### Instructions for the task
Rewrite everything from the line containing "the white spiral" down to the end of the items below, requests included, multiplying each answer coordinate by 1.8 and rounding to whole numbers, halves up. Leave the pictures out.

[Dataset rows]
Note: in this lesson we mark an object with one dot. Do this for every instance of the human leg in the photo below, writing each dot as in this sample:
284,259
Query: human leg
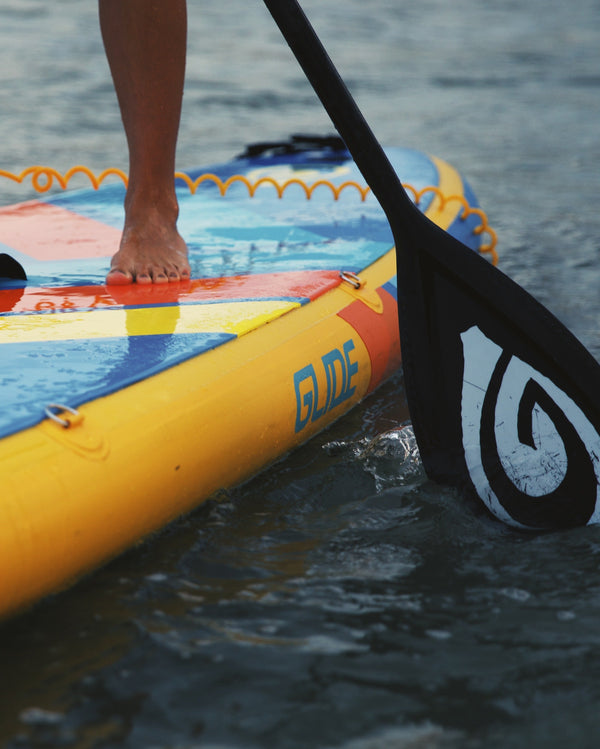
145,42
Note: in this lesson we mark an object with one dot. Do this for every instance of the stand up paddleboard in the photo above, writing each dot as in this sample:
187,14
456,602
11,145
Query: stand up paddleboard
124,407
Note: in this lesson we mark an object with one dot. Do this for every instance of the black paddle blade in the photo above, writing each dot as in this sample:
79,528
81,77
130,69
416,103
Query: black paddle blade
504,400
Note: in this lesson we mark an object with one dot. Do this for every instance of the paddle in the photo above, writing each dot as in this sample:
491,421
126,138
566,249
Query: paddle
503,398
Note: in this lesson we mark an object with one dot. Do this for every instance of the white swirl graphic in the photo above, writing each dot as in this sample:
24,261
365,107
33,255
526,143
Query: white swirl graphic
537,469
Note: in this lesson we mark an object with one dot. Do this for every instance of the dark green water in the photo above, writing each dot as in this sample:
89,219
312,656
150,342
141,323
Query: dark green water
340,599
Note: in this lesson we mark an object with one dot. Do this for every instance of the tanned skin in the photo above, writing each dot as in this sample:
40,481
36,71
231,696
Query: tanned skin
145,42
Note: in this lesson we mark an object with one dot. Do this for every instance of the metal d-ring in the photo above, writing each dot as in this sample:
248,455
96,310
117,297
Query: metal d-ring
351,278
51,410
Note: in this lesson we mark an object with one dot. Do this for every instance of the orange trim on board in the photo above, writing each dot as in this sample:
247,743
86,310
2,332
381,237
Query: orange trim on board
293,285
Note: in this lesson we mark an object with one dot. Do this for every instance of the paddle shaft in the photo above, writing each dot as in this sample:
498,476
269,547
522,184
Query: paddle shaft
339,104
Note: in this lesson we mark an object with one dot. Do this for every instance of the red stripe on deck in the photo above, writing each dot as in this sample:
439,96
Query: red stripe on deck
47,232
379,333
292,285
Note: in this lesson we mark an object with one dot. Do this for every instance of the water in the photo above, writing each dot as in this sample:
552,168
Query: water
340,599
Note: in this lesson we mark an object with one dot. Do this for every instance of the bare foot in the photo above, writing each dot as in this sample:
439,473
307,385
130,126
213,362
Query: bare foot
151,253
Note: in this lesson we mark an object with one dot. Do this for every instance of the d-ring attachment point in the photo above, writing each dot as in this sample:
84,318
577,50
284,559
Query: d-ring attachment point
351,278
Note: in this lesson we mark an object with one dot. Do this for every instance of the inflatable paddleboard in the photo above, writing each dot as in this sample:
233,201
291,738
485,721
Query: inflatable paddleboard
124,407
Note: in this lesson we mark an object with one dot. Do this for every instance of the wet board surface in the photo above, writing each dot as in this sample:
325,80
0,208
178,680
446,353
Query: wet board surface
125,407
66,338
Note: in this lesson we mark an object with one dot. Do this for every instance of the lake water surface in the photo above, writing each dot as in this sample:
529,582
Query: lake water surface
339,599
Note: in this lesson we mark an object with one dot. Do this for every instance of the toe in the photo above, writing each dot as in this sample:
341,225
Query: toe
117,277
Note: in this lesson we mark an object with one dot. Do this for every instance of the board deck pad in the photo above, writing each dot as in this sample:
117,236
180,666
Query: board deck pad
67,338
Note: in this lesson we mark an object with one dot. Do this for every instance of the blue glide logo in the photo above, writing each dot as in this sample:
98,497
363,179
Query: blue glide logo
339,371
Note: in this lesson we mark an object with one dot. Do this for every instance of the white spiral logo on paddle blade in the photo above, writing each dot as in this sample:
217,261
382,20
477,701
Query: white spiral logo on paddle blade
537,433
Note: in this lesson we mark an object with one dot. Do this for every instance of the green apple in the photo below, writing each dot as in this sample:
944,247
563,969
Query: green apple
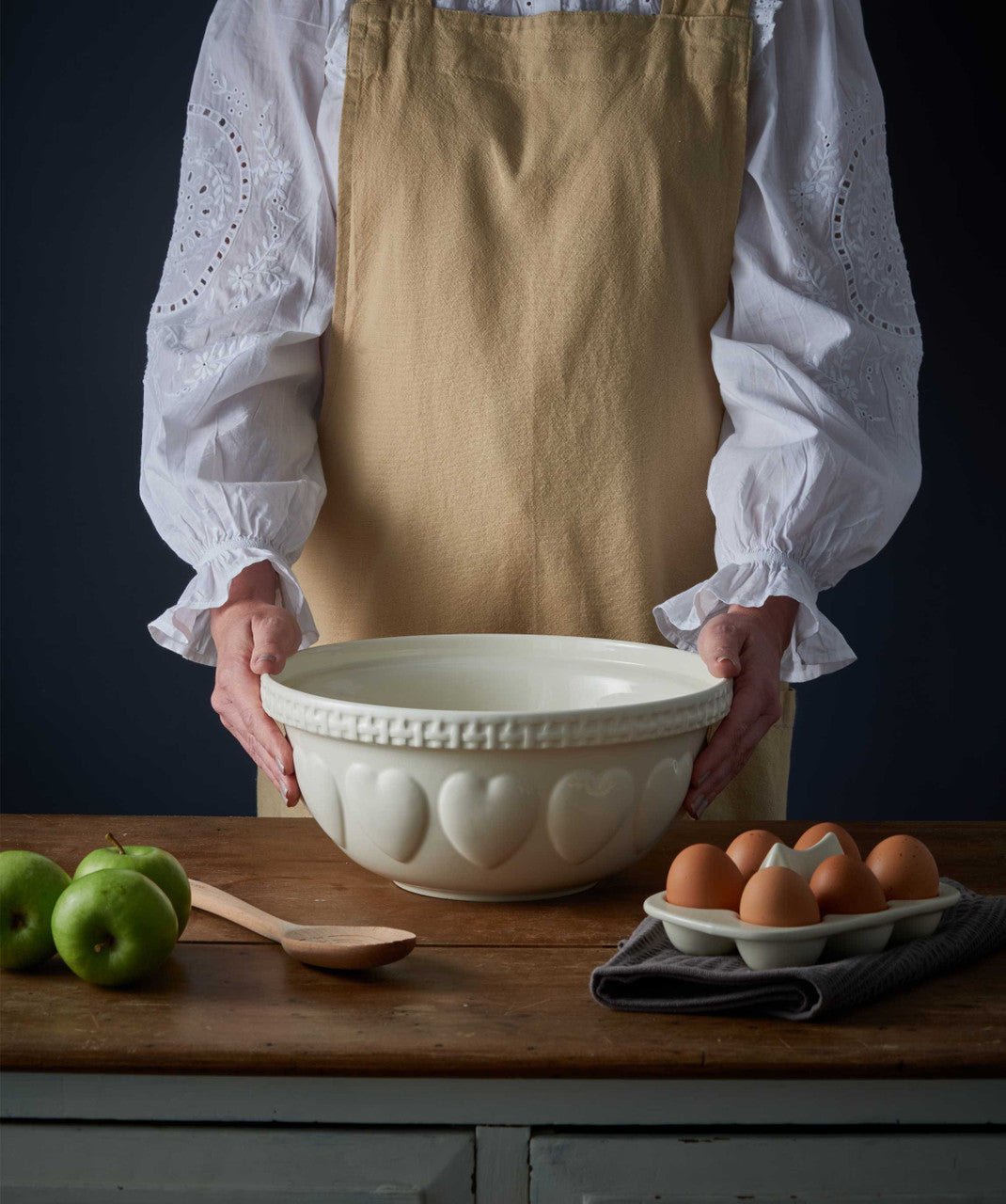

### Answer to the problem
Note: in this lesson we mark an object with one dot. Do this for every instance of the white spiral logo on paddle blade in the photo above, writing each dot as in this sample:
217,261
382,20
477,701
Query: white spiral logo on paddle blade
967,779
Note: in this lesson we mark an object with one dot. Do this for every instance of the green apple in the photo below, writing each dot as in this sample:
944,247
563,969
Query: green apple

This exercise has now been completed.